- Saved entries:
········
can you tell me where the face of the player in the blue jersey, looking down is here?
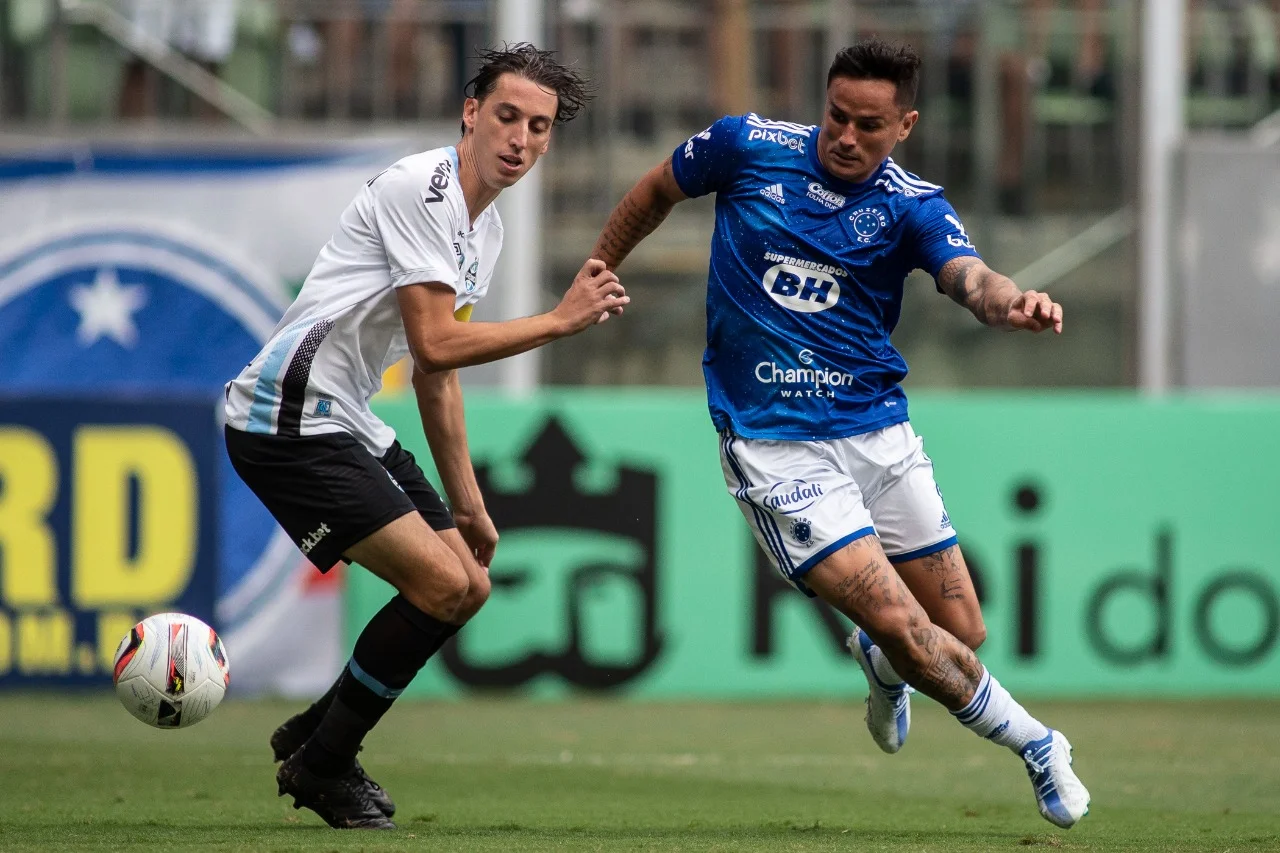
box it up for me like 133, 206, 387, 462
818, 77, 920, 183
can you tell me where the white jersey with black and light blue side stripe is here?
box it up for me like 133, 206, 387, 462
225, 146, 502, 456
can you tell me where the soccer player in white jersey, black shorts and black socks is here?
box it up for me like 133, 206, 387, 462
225, 44, 627, 829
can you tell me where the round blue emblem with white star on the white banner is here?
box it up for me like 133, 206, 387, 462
0, 227, 283, 625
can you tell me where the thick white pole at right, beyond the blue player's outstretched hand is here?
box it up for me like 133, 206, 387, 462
1138, 0, 1187, 394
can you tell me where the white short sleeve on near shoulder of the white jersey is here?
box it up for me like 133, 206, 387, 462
372, 163, 458, 289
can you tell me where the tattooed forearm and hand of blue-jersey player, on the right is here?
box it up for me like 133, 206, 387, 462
937, 256, 1062, 334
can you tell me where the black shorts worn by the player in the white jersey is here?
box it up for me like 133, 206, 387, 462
224, 427, 457, 571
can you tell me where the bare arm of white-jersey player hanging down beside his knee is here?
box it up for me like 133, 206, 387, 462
413, 368, 498, 567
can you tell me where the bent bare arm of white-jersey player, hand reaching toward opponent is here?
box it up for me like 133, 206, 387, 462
396, 259, 631, 373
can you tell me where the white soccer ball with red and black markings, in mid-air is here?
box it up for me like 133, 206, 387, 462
111, 613, 232, 729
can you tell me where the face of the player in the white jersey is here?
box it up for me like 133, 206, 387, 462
462, 74, 558, 190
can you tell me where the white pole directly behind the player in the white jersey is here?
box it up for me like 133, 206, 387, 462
494, 0, 542, 394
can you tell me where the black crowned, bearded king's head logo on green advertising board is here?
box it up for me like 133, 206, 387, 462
442, 416, 662, 689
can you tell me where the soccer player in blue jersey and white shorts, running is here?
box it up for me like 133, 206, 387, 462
591, 38, 1089, 827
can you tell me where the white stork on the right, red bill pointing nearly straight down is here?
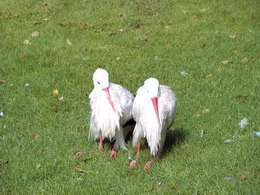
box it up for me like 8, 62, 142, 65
130, 78, 177, 170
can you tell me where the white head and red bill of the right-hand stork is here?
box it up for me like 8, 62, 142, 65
144, 78, 160, 124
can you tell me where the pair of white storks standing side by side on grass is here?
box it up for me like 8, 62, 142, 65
89, 68, 176, 169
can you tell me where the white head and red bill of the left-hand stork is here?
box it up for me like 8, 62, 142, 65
93, 68, 115, 111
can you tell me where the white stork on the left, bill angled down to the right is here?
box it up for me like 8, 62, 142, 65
89, 68, 134, 158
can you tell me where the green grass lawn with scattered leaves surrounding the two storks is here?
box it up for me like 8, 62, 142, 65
0, 0, 260, 195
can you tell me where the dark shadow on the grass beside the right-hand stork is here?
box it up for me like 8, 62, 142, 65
161, 128, 188, 158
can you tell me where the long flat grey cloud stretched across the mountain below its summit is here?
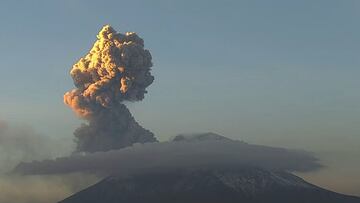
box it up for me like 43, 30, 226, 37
14, 140, 320, 176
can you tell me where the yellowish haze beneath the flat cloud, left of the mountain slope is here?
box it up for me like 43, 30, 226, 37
0, 174, 99, 203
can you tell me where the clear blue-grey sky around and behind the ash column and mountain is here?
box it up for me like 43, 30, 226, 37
0, 0, 360, 195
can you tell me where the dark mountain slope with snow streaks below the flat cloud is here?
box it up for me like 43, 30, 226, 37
60, 168, 360, 203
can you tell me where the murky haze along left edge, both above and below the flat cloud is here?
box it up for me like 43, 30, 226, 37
0, 120, 95, 203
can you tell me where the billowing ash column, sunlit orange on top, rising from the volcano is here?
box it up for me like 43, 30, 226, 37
64, 25, 156, 152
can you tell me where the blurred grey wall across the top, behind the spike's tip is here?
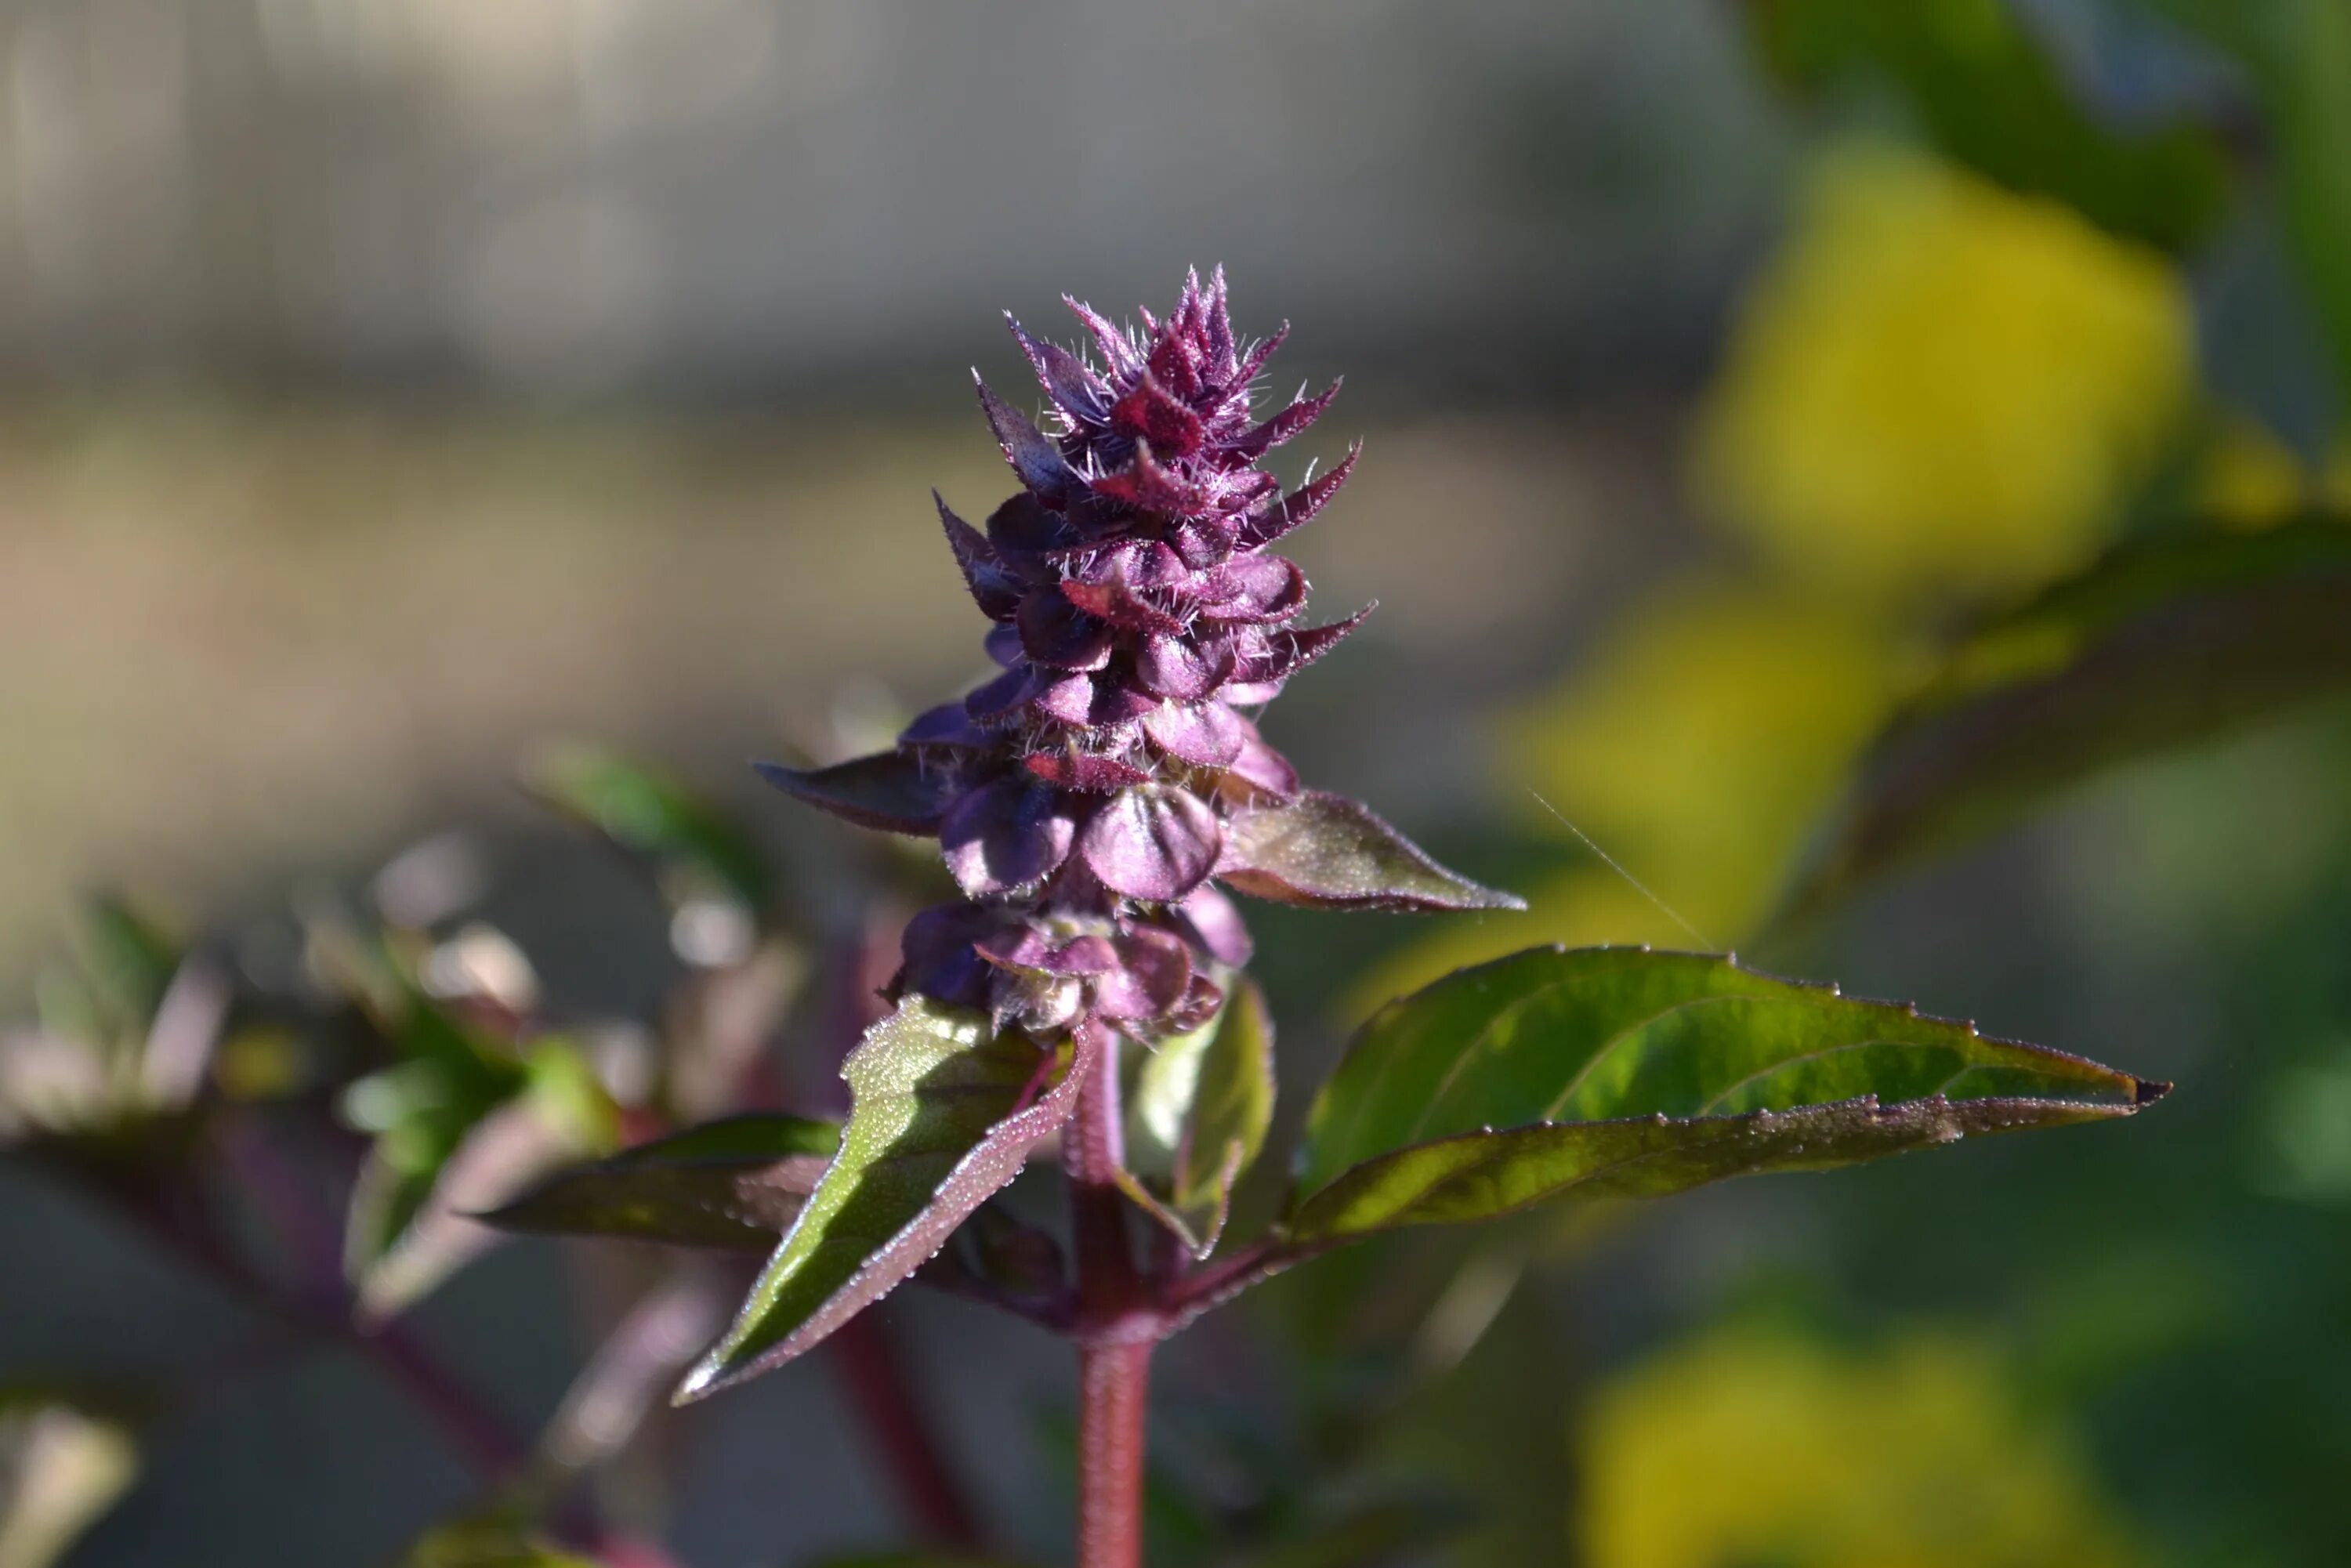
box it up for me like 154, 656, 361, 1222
0, 0, 1782, 393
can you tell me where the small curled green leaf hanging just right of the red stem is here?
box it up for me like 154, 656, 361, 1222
1119, 980, 1274, 1258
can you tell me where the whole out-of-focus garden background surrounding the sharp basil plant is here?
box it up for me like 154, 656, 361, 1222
0, 0, 2351, 1568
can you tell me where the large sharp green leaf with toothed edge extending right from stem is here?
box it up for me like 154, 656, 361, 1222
1288, 947, 2170, 1246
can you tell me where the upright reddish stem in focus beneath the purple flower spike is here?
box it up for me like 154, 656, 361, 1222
1065, 1041, 1161, 1568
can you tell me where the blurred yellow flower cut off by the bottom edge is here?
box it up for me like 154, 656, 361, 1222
1578, 1328, 2139, 1568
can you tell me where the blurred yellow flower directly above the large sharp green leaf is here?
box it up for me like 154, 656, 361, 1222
1352, 583, 1907, 1011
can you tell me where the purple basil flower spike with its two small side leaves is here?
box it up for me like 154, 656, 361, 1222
762, 268, 1519, 1039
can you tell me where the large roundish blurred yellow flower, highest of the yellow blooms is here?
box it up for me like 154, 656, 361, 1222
1697, 148, 2196, 595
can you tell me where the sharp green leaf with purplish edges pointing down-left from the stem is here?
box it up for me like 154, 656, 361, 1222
677, 997, 1100, 1401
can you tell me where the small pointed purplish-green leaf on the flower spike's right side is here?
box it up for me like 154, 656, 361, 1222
1215, 792, 1526, 910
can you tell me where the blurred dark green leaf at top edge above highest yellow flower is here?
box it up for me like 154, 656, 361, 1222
1747, 0, 2229, 252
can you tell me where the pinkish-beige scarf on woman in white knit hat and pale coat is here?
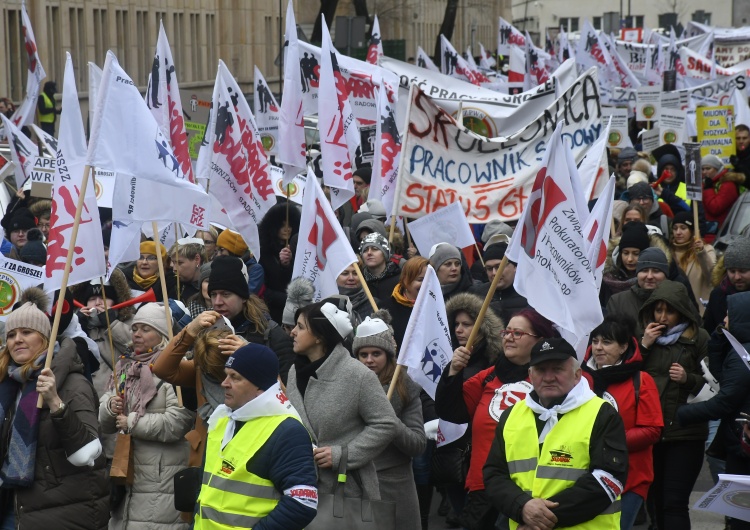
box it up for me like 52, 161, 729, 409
115, 350, 159, 428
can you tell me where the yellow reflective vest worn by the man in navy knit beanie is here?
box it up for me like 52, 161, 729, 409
195, 414, 297, 530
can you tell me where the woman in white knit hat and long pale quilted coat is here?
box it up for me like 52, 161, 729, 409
99, 303, 193, 530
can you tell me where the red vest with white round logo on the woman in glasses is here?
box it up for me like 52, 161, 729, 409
463, 366, 532, 491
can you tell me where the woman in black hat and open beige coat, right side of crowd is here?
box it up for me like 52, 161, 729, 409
669, 212, 716, 316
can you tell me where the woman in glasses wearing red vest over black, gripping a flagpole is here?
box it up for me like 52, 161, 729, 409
435, 306, 557, 530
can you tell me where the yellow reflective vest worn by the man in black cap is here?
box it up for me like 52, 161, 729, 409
503, 397, 620, 530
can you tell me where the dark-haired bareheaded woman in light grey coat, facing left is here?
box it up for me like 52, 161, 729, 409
287, 302, 399, 506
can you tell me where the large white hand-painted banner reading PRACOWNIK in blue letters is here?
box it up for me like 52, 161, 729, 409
394, 69, 603, 223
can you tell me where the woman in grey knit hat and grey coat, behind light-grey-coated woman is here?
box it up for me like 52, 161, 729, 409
352, 309, 427, 530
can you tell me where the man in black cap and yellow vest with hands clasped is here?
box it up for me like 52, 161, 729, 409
484, 338, 628, 530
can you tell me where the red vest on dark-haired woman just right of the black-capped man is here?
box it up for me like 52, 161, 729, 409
583, 339, 664, 499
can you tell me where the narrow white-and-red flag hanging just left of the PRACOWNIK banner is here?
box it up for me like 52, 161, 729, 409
369, 86, 401, 217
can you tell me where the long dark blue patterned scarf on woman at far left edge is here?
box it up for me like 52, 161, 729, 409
0, 353, 47, 488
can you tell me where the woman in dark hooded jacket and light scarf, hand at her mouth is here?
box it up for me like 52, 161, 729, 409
640, 280, 709, 530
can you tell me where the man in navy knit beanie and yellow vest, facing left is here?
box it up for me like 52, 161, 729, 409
195, 343, 318, 530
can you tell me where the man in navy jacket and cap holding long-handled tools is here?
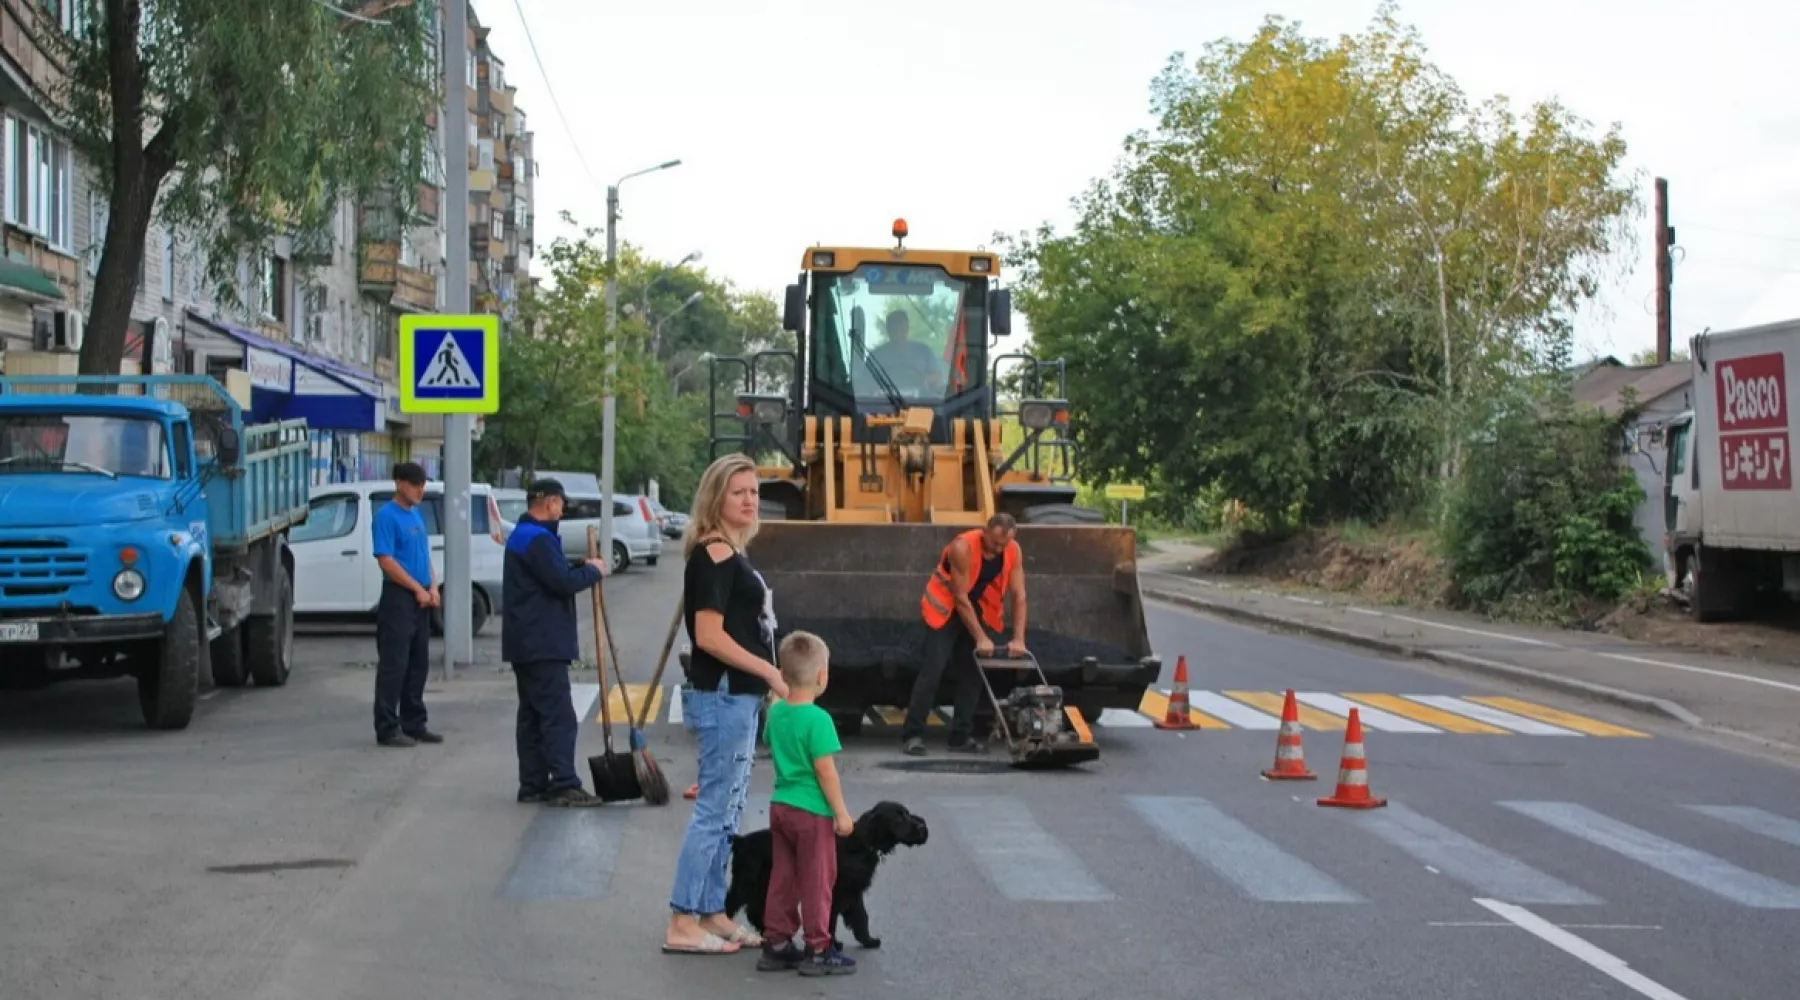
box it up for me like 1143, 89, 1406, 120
500, 478, 605, 806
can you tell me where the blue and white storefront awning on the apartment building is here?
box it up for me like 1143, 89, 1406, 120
187, 309, 387, 432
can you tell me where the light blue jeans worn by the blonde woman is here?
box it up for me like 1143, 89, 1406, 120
670, 680, 763, 915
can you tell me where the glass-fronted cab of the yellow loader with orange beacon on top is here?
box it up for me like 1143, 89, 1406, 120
783, 221, 1012, 437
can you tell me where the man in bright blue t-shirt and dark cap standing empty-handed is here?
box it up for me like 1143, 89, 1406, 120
373, 462, 445, 746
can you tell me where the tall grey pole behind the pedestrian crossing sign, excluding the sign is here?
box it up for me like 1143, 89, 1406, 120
441, 0, 475, 678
········
- Assigned task: Search the entries above for "facing". Return every line that has it.

- Reply:
can you tell me where the dark-haired bareheaded woman in light grey coat, facing left is here?
can you tell me where the man in navy knit beanie and yellow vest, facing left is here?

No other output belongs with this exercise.